Study text:

[Start of section]

Tennessee Teen Charged $3,000 To Replace The Guardrail That Killed Her


Hannah Eimers was the oldest child in the Eimers family, a beautiful 17-year-old Tennessee teen who taught herself to play the piano and guitar and who spoke several languages.

She loved acting and cosplay, which meant Halloween was a big deal to her. Hannah had been to a costume party and stayed over at a friend’s house, and early in the morning on November 1, 2016, she and her friend were on Interstate 75 headed to school.

Hannah’s father, Steve, said he’s not entirely sure what happened, but he was told by highway patrol that his daughter drove off the road then attempted to correct the vehicle before the driver’s side door slammed into the guardrail end terminal. Sadly, Hannah died at the scene. But that wasn’t the end of the heartache for the Eimers family.

The Washington Post reported that, a few months after the tragedy, Steve Eimers received a bill from the Tennessee Department of Transportation. Steve knew even before he opened the envelope with his daughter’s name on it that something was wrong.

[End of section]

Data block:
[Start of section]

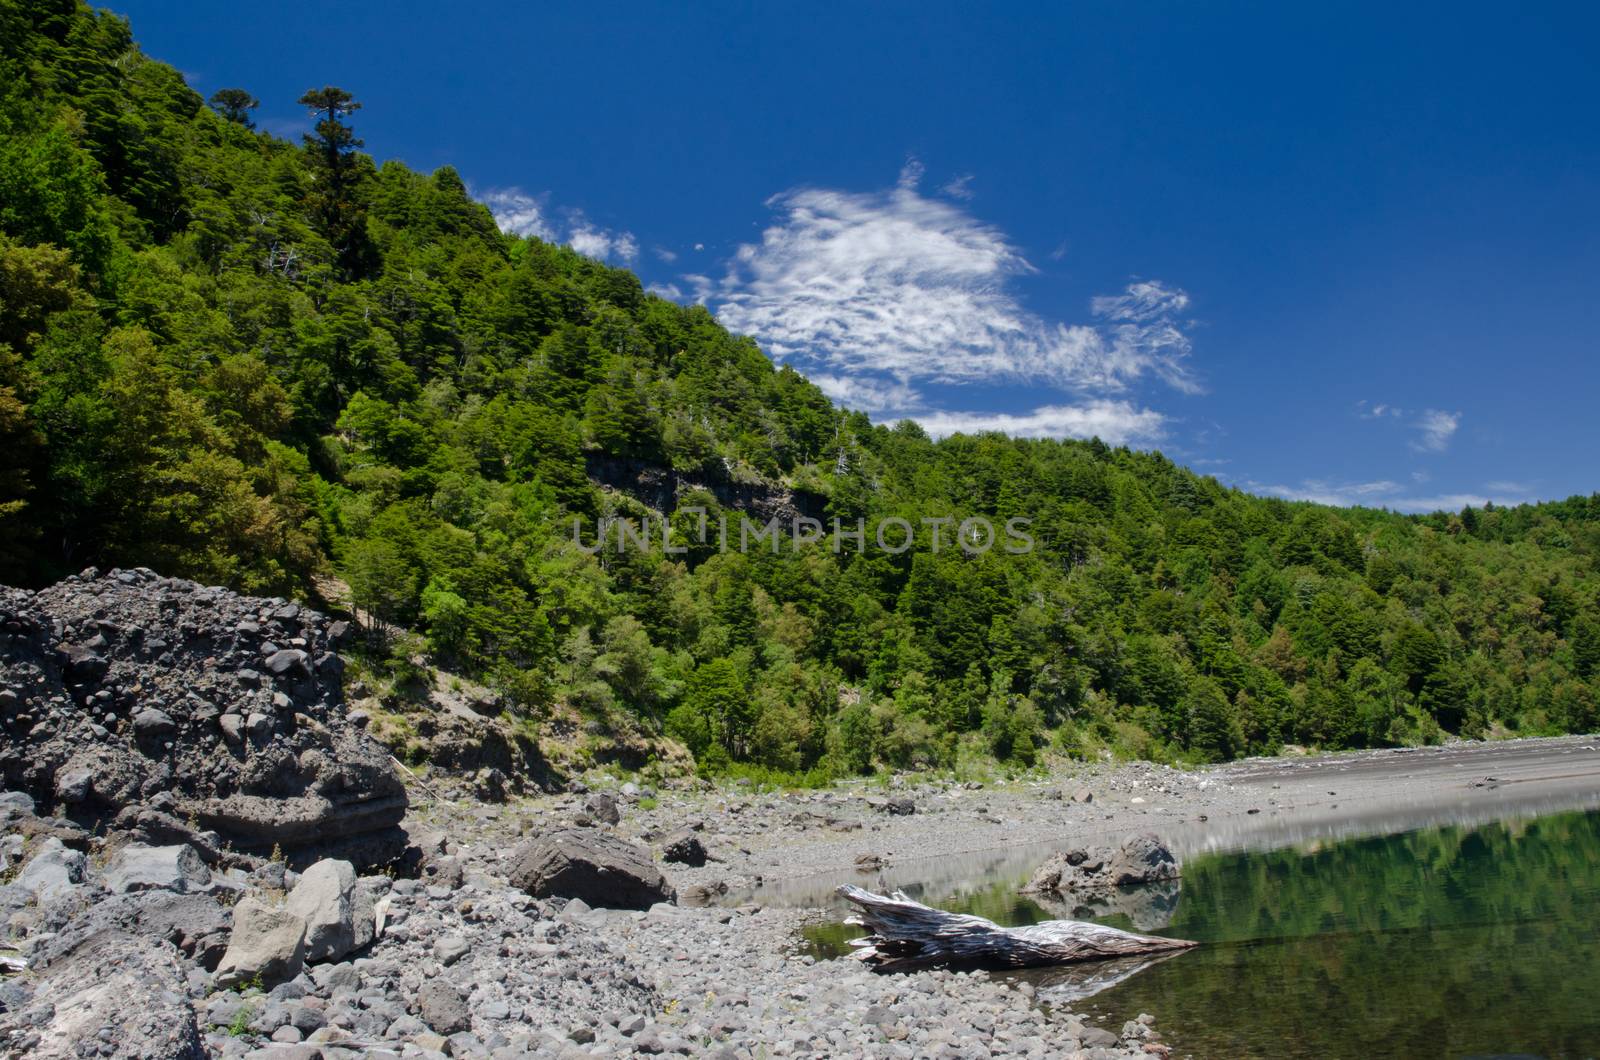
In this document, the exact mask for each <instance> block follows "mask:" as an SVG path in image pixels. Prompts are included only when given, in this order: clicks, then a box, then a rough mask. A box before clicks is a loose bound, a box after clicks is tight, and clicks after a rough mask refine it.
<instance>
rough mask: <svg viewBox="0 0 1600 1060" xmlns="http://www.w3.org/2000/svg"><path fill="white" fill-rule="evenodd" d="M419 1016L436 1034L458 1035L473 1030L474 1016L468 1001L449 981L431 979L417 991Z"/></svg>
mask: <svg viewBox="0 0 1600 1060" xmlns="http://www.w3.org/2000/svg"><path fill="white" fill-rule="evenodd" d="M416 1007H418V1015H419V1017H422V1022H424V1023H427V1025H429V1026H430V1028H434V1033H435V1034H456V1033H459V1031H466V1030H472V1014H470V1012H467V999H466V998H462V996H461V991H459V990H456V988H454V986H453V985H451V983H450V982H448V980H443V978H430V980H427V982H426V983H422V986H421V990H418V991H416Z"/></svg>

[End of section]

Work task A: Reproduce the stretch of the guardrail article from "Tennessee Teen Charged" through "spoke several languages.".
Work task B:
Answer these questions from the guardrail article:
(i) How old was Hannah Eimers?
(ii) On which interstate were she and her friend traveling?
(iii) Which agency sent Steve Eimers a bill?

Exercise output A:
Tennessee Teen Charged $3,000 To Replace The Guardrail That Killed Her


Hannah Eimers was the oldest child in the Eimers family, a beautiful 17-year-old Tennessee teen who taught herself to play the piano and guitar and who spoke several languages.

Exercise output B:
(i) 17
(ii) Interstate 75
(iii) The Tennessee Department of Transportation